Written instruction:
Repeat each line of the material exactly.
------------------------------------
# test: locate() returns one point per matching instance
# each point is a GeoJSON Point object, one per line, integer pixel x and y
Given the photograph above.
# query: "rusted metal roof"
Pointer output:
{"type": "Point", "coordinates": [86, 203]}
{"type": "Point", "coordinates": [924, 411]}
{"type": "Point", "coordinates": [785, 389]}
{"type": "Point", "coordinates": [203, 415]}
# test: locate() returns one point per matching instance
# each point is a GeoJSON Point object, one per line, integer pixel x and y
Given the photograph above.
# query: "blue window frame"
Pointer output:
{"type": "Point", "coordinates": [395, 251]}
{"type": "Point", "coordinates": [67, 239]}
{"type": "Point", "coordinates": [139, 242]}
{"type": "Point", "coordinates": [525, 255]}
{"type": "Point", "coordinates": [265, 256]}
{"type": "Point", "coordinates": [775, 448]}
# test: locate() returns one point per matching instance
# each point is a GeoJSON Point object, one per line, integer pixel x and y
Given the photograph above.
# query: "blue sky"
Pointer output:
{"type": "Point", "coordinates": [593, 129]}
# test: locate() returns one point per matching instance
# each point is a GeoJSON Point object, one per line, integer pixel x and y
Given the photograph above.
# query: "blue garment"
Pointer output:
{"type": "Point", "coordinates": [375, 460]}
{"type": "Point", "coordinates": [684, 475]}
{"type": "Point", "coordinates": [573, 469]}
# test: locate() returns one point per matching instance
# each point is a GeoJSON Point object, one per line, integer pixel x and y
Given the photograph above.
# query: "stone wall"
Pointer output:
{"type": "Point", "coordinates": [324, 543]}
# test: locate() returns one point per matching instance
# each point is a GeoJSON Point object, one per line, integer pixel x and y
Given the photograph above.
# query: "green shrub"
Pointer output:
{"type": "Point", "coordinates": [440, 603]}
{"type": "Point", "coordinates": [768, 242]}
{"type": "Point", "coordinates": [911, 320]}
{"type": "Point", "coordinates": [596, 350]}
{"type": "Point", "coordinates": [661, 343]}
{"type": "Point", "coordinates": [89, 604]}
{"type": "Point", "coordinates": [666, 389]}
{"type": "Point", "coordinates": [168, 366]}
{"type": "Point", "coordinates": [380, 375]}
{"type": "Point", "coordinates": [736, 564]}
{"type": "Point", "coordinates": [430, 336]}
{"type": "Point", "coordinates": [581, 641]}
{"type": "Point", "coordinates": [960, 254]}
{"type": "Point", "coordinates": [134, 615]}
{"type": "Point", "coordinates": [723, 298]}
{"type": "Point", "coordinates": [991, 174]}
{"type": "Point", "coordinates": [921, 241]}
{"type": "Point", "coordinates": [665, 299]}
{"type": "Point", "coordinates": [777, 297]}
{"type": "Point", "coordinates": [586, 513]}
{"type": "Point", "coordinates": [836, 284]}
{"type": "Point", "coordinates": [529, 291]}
------------------------------------
Final result:
# test: locate() returns one point per matching instance
# each point is a GeoJSON Point object, one per line, integer pixel x and y
Given the photograph above.
# query: "rusted metal roof"
Pointer output:
{"type": "Point", "coordinates": [86, 203]}
{"type": "Point", "coordinates": [924, 411]}
{"type": "Point", "coordinates": [785, 389]}
{"type": "Point", "coordinates": [203, 415]}
# test: locate() returns one point per matching instance
# each point is a GeoJSON Point object, one per line, integer pixel x and y
Given the photograph above.
# query: "blue window frame"
Pointer output:
{"type": "Point", "coordinates": [395, 251]}
{"type": "Point", "coordinates": [67, 239]}
{"type": "Point", "coordinates": [139, 242]}
{"type": "Point", "coordinates": [525, 255]}
{"type": "Point", "coordinates": [265, 256]}
{"type": "Point", "coordinates": [775, 448]}
# test: locate() returns one point per matching instance
# each point is a GeoJSON Point object, one per line, integer pixel x and y
Given the photograph above.
# query: "blue sky"
Pointer output:
{"type": "Point", "coordinates": [593, 129]}
# test: locate() returns one point per matching instance
# each point is a GeoJSON Point object, one per line, integer pixel x and y
Given the photograph above.
# query: "blue garment"
Pointer output:
{"type": "Point", "coordinates": [375, 460]}
{"type": "Point", "coordinates": [684, 475]}
{"type": "Point", "coordinates": [573, 469]}
# test: locate() returns one point per matching instance
# each point is a GeoJSON Point object, one per line, integer pixel x and y
Given the photograph above.
# query: "stone wall"
Pointer output:
{"type": "Point", "coordinates": [324, 543]}
# test: locate() returns one point per matching instance
# each point is a GeoJSON Point object, one per line, integer pixel x and y
Given the photograph above.
# query: "green shrub"
Pointer output:
{"type": "Point", "coordinates": [440, 603]}
{"type": "Point", "coordinates": [768, 242]}
{"type": "Point", "coordinates": [911, 320]}
{"type": "Point", "coordinates": [596, 350]}
{"type": "Point", "coordinates": [661, 343]}
{"type": "Point", "coordinates": [89, 604]}
{"type": "Point", "coordinates": [666, 389]}
{"type": "Point", "coordinates": [168, 366]}
{"type": "Point", "coordinates": [380, 375]}
{"type": "Point", "coordinates": [736, 564]}
{"type": "Point", "coordinates": [430, 336]}
{"type": "Point", "coordinates": [581, 641]}
{"type": "Point", "coordinates": [960, 254]}
{"type": "Point", "coordinates": [134, 615]}
{"type": "Point", "coordinates": [723, 298]}
{"type": "Point", "coordinates": [991, 174]}
{"type": "Point", "coordinates": [921, 241]}
{"type": "Point", "coordinates": [665, 299]}
{"type": "Point", "coordinates": [777, 297]}
{"type": "Point", "coordinates": [586, 513]}
{"type": "Point", "coordinates": [836, 284]}
{"type": "Point", "coordinates": [529, 291]}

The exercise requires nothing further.